→ **Provided material**:
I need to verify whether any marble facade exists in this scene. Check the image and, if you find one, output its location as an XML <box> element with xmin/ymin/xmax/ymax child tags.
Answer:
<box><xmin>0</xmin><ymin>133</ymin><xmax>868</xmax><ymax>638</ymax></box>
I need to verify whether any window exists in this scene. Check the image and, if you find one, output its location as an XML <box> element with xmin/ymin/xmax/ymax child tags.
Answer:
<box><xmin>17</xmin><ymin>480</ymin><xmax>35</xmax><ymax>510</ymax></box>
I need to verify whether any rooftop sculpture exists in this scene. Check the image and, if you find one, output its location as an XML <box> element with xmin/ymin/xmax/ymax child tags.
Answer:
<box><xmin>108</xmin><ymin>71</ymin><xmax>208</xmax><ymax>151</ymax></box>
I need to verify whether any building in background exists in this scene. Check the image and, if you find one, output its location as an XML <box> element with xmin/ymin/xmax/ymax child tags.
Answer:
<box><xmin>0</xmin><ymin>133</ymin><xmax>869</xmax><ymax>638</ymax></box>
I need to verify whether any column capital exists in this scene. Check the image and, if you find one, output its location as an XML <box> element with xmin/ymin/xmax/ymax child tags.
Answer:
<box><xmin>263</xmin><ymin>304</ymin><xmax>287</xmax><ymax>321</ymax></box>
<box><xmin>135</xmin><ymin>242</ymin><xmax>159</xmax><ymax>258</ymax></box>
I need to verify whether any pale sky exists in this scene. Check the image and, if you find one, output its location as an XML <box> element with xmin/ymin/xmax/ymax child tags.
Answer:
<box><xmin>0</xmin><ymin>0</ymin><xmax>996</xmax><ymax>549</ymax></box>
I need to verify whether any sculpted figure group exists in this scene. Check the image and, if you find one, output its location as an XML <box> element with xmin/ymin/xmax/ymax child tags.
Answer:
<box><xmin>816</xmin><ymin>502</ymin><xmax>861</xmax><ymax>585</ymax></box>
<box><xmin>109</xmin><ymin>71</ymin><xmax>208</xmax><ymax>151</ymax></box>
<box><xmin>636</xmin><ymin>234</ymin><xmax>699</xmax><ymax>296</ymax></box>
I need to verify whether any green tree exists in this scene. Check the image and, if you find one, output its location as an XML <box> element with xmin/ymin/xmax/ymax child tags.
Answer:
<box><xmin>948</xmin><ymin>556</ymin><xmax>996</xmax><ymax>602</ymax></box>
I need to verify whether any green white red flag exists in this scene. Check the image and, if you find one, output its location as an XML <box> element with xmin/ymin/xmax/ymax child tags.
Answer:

→ **Stated problem**:
Write out every one of the records above word for word, keeping their original order.

→ **Written solution**:
I need to verify whether any marble facade exists in this scene. Check the image and, if you find one, output its location as an XML <box> element with xmin/ymin/xmax/ymax child tags.
Answer:
<box><xmin>0</xmin><ymin>133</ymin><xmax>868</xmax><ymax>638</ymax></box>
I need to verify whether any window exists in this scene. Check the image and, if you find one, output its location as an XML <box> element with xmin/ymin/xmax/ymax child tags.
Answer:
<box><xmin>17</xmin><ymin>480</ymin><xmax>35</xmax><ymax>510</ymax></box>
I need to verify whether any rooftop sculpture exists in this scene. Check the image and, if you find one, output its location as an XML <box> element with xmin/ymin/xmax/ymax child tags.
Answer:
<box><xmin>108</xmin><ymin>71</ymin><xmax>208</xmax><ymax>151</ymax></box>
I need to verify whether any building in background exists in this scene. Check the image and, if you find one, output its location as an XML <box> element with xmin/ymin/xmax/ymax child tags.
Answer:
<box><xmin>0</xmin><ymin>133</ymin><xmax>869</xmax><ymax>638</ymax></box>
I need to verify whether any column capital exists in this scene. Check the image and, if you find one, output its location as an XML <box> element with xmin/ymin/xmax/ymax child tags.
Answer:
<box><xmin>263</xmin><ymin>304</ymin><xmax>287</xmax><ymax>321</ymax></box>
<box><xmin>135</xmin><ymin>242</ymin><xmax>159</xmax><ymax>258</ymax></box>
I need to verify whether any pale sky exists in this scene. Check the image and, if you find one, output its location as an XML <box> element with xmin/ymin/xmax/ymax child tags.
Answer:
<box><xmin>0</xmin><ymin>0</ymin><xmax>996</xmax><ymax>549</ymax></box>
I need to verify whether any sculpted figure group exists in this scene. Check the image and, if you find one, output its location as an XML <box> element with xmin/ymin/xmax/ymax child tags.
Answer:
<box><xmin>816</xmin><ymin>502</ymin><xmax>861</xmax><ymax>585</ymax></box>
<box><xmin>109</xmin><ymin>71</ymin><xmax>208</xmax><ymax>151</ymax></box>
<box><xmin>636</xmin><ymin>234</ymin><xmax>699</xmax><ymax>296</ymax></box>
I need to verify whether any green tree exists in this scene. Check the image and, if you find one, output its location as an XML <box> element with xmin/ymin/xmax/ymax child tags.
Answer:
<box><xmin>948</xmin><ymin>556</ymin><xmax>996</xmax><ymax>602</ymax></box>
I need to verify whether any green white red flag exists in this scene. Check the image and, if you find one, output its location as an XML <box> element with xmin/ymin/xmax/ymax child tags.
Answer:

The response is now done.